** start of DATA FOR THE TASK **

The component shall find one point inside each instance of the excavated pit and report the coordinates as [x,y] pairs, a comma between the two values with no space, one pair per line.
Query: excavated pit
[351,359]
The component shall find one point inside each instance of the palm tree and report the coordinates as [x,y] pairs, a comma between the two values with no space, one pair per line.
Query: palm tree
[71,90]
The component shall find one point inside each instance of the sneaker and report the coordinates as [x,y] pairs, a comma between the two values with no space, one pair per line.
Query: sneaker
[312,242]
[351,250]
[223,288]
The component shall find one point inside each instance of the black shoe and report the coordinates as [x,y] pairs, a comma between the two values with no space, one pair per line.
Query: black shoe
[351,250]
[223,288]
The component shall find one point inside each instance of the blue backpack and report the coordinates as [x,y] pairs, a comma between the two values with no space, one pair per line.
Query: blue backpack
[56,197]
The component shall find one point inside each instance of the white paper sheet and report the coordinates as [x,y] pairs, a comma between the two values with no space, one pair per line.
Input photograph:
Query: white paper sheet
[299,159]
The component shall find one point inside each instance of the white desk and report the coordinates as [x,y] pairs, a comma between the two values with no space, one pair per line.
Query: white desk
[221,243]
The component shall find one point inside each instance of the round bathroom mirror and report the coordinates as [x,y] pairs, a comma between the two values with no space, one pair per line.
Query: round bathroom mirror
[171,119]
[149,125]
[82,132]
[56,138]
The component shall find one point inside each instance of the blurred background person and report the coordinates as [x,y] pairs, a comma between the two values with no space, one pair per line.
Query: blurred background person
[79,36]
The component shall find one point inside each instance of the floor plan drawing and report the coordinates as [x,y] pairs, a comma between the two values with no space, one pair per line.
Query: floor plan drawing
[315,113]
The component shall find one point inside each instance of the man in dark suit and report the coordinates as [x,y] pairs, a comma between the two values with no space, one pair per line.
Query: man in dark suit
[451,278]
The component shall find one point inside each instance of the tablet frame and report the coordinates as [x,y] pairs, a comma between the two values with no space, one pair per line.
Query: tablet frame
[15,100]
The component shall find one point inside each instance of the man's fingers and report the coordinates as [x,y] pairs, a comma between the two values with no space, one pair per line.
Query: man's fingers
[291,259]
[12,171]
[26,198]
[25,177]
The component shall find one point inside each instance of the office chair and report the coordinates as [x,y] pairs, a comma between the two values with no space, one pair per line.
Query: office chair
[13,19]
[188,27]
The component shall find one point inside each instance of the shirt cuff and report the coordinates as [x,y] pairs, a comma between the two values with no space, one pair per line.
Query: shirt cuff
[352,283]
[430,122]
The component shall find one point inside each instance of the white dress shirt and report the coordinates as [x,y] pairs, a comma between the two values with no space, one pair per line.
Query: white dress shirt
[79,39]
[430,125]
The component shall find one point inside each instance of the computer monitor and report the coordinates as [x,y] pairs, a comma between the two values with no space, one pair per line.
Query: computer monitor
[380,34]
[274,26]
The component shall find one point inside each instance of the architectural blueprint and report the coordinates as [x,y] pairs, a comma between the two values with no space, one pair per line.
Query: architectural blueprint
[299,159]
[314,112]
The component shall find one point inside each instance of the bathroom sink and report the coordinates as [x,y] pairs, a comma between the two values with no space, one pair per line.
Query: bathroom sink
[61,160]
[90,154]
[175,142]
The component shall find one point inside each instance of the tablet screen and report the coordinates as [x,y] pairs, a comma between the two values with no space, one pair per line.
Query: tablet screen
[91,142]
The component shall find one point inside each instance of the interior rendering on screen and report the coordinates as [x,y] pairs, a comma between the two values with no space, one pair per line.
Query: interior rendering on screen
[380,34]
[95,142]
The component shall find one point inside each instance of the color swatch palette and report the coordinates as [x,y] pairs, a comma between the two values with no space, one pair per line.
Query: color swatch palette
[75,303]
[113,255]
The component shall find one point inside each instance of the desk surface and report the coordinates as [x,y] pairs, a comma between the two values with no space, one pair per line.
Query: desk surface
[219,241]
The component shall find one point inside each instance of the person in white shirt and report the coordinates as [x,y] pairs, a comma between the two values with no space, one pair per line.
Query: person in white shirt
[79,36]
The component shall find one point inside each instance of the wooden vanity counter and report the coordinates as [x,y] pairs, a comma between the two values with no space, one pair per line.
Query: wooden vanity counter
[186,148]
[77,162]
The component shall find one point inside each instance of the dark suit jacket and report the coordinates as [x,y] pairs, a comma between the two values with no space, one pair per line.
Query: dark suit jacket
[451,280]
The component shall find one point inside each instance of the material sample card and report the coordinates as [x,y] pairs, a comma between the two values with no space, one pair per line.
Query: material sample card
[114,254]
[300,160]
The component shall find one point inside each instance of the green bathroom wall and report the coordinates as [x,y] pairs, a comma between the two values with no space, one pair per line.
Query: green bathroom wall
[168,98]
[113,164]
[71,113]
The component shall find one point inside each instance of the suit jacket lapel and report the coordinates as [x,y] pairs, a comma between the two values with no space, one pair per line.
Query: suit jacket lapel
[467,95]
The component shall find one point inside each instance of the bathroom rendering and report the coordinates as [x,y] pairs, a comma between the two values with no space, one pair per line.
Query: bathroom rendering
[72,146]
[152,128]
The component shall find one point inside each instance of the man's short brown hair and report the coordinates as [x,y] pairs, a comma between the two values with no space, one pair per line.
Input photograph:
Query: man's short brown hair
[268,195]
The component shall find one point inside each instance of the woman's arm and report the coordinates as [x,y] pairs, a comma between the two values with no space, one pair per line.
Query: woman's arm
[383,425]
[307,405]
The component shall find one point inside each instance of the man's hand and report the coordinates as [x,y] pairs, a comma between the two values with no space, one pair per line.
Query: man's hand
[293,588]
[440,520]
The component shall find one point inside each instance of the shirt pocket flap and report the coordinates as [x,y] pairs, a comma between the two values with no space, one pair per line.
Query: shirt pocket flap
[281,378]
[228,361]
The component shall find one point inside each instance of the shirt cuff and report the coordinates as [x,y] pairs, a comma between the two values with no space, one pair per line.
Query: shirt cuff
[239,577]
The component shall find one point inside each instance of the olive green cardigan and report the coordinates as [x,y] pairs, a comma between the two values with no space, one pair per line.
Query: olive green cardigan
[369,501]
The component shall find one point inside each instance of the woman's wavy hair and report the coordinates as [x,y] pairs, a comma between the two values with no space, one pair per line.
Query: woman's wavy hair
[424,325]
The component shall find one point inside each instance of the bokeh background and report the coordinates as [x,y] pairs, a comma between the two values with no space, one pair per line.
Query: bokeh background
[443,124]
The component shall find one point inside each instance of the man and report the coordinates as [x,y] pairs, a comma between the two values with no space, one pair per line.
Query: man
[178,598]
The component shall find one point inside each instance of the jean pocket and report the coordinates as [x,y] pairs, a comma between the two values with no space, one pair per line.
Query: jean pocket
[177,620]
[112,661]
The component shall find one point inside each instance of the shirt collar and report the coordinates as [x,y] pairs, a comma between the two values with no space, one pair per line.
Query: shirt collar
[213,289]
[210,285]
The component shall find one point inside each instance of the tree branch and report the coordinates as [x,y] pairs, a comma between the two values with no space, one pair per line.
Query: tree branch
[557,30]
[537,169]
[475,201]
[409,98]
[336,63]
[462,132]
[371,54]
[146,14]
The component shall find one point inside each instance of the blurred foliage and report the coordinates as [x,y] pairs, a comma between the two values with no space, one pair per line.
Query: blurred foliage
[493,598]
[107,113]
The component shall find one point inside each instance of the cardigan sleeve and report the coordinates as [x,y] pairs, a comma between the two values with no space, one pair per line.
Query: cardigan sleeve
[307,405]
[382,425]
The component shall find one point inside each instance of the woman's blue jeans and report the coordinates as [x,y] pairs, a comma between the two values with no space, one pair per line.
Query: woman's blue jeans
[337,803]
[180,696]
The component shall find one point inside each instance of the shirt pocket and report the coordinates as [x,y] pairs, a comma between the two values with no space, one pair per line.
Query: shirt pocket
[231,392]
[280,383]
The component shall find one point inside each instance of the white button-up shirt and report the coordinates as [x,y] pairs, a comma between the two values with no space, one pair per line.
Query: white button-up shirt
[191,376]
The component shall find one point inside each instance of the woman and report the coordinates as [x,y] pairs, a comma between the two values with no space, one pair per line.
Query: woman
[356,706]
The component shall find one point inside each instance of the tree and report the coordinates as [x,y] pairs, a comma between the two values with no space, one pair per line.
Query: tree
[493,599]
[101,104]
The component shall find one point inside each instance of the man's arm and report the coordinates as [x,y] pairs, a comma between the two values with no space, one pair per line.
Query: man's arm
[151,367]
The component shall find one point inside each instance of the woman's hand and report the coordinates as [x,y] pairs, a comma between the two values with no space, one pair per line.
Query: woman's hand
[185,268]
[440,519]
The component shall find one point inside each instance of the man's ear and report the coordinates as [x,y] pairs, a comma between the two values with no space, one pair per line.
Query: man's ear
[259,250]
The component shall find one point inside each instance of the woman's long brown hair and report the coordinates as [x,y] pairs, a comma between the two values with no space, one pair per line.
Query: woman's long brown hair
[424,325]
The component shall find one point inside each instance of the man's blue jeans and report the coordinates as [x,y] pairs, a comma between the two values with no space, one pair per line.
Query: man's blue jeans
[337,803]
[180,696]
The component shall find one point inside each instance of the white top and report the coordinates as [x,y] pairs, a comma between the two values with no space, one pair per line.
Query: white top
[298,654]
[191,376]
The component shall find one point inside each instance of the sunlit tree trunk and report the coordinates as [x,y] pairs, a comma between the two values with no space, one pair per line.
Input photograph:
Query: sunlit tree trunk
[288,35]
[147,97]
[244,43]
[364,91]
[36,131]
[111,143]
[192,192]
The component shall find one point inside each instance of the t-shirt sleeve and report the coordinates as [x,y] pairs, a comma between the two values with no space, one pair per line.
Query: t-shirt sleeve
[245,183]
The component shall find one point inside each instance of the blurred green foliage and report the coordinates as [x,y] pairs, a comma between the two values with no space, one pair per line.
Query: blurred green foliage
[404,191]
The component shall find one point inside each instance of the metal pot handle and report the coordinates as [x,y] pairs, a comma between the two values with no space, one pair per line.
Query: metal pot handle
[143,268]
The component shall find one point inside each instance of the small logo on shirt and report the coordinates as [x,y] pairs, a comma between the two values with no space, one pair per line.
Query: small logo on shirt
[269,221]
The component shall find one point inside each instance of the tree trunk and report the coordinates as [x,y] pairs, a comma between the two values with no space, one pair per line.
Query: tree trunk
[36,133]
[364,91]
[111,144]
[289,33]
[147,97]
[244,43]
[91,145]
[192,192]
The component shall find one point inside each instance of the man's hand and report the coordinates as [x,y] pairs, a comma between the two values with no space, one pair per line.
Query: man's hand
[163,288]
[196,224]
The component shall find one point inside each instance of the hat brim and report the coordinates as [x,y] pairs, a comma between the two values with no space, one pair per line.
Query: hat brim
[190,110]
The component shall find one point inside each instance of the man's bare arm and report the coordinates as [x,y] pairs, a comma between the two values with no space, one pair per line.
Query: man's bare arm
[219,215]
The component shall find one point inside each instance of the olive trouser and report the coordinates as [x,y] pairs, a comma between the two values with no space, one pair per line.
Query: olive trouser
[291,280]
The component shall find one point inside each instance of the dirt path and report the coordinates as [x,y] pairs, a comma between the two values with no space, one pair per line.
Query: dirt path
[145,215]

** end of DATA FOR THE TASK **

== TASK TO COMPLETE ==
Only the lines from the one containing "the hat brim" to the end of the listing belong in the output, each reproduced exactly.

== EXERCISE RESPONSE ==
The component shall find one point inside each instance of the hat brim and report the coordinates as [x,y] pairs, a comma between the two values with no space, one pair per line.
Query: hat brim
[190,110]
The component shall find one point inside each instance of the man's bare arm and report the coordinates as [x,y] pairs, a comma between the two values with no space, one pair per line.
Query: man's bare arm
[219,215]
The component shall find one point inside each instance of the olive trouser and report the coordinates as [x,y] pairs, a comma between the two values with no space, one pair per line.
Query: olive trouser
[291,280]
The component shall find one point inside each instance of the dirt path and report the coordinates as [x,y] pairs, a comma between the two values with no space, one pair per line.
Query: dirt path
[145,215]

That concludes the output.